TEXT PASSAGE:
——

Going around grief is not an option

No parent ever wants to cope with a child’s death, but in reality it happens every day around the world ~ children die.  You ask yourself “How am I ever going to go on?”  Unfortunately, there is no way around grief – one must go through it in order for ‘healing’ or reconciliation and integration within your life to occur. Those early on in this process may not see ‘healing’ or integration as even possible dimensions right now ~ I understand that all too well ~ but ‘healing’ is possible, yet it’s often felt long AFTER it’s actually begun and then continues down the long winding road of life. Over time and a lot of grief work, one is able to move outside of oneself, moving beyond survival to living again. As posed in many grief books the question before you is “Do I become bitter or better?” ~ the choice is yours. From my own personal experience, one CAN live their life with renewed faith, hope and love!

 

Grief is Intergenerational

What we learn about death and coping with loss as a child in our family-of-origin, in our spiritual/religious and school communities, and from other significant people and environments in our lives impacts how we process our own child’s death.  For many families their grief goes underground because talking about death is taboo and the topic becomes the ‘elephant in the room’ ~ everyone sees it but doesn’t acknowledge it or express how they feel or what it means to them.  Some may dive into work or try to numb themselves through alcohol, but that only delays, prolongs and complicates an already complicated process.  Just because you learned to ‘stuff ‘ your grief as a child doesn’t mean you have to do that as an adult in the present and future. You have a choice and change can be part of that choice. As difficult as it is to do, you do have the power to forge your own way of ‘healing’ in a healthier and more constructive way. And I hope all children today learn that lesson early on in their own lives!

 

Ongoing Support is Vital

Family, friends and co-workers often don’t know what to say or do around bereaved parents. The unthinkable has happened and much of their uncomfortable feelings come from knowing it could have been them! And oftentimes, after awhile many think you should be further along in your grief than you are - based on that false idea that there’s truly a set timeline and destination to grief – that is why Ongoing Support is so very important for parents and their families. Being able to share your pain, as well as your joy [and yes one CAN laugh in the midst of grief] with another bereaved parent, a support group, a clergy, or anyone that you trust with your innermost thoughts and feelings is vital – someone that will listen with compassion and an open heart without judging your process or telling you to move forward in your life before YOU are ready.

——

TASK LIST:
a: List every section heading in the text on grief.
b: Reproduce the text on grief word for word, starting with "Family, friends and" and going on through "YOU are ready.".
The data after this point is separate material from the text on grief.

MATERIAL PROVIDED:
——

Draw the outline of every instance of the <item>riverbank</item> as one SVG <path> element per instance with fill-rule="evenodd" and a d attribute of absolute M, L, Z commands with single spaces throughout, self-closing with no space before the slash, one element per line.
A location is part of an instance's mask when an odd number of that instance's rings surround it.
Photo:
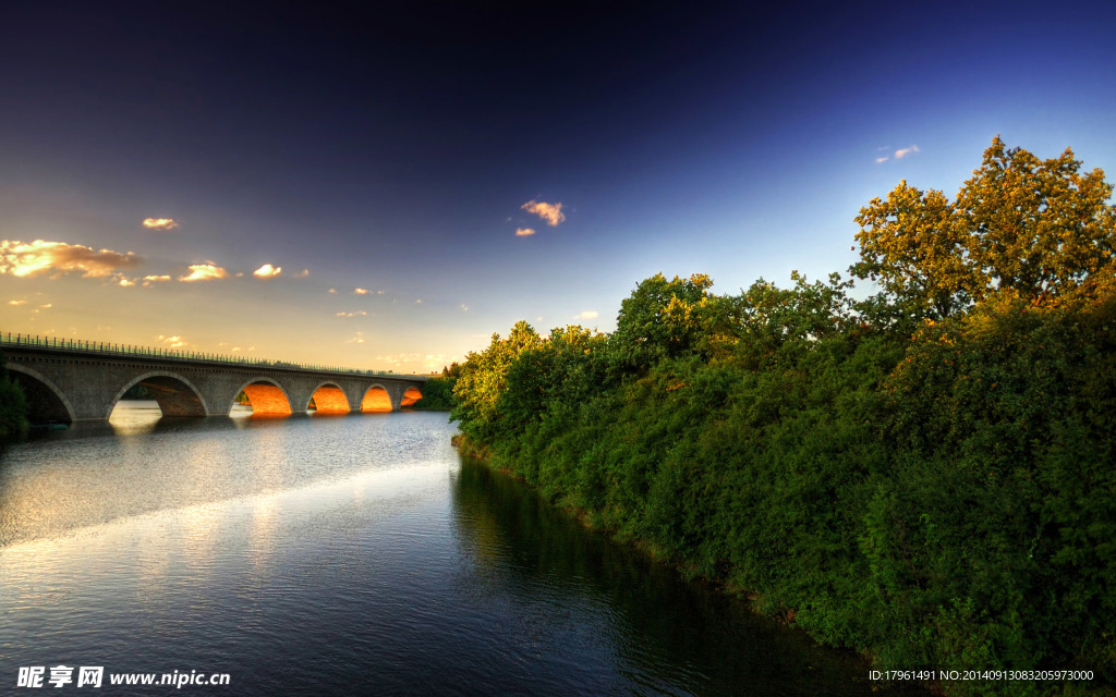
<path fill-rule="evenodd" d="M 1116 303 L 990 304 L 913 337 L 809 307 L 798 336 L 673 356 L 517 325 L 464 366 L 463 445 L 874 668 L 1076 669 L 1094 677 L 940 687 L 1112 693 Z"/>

——

WRITTEN ANSWERS:
a:
Going around grief is not an option
Grief is Intergenerational
Ongoing Support is Vital

b:
Family, friends and co-workers often don’t know what to say or do around bereaved parents. The unthinkable has happened and much of their uncomfortable feelings come from knowing it could have been them! And oftentimes, after awhile many think you should be further along in your grief than you are - based on that false idea that there’s truly a set timeline and destination to grief – that is why Ongoing Support is so very important for parents and their families. Being able to share your pain, as well as your joy [and yes one CAN laugh in the midst of grief] with another bereaved parent, a support group, a clergy, or anyone that you trust with your innermost thoughts and feelings is vital – someone that will listen with compassion and an open heart without judging your process or telling you to move forward in your life before YOU are ready.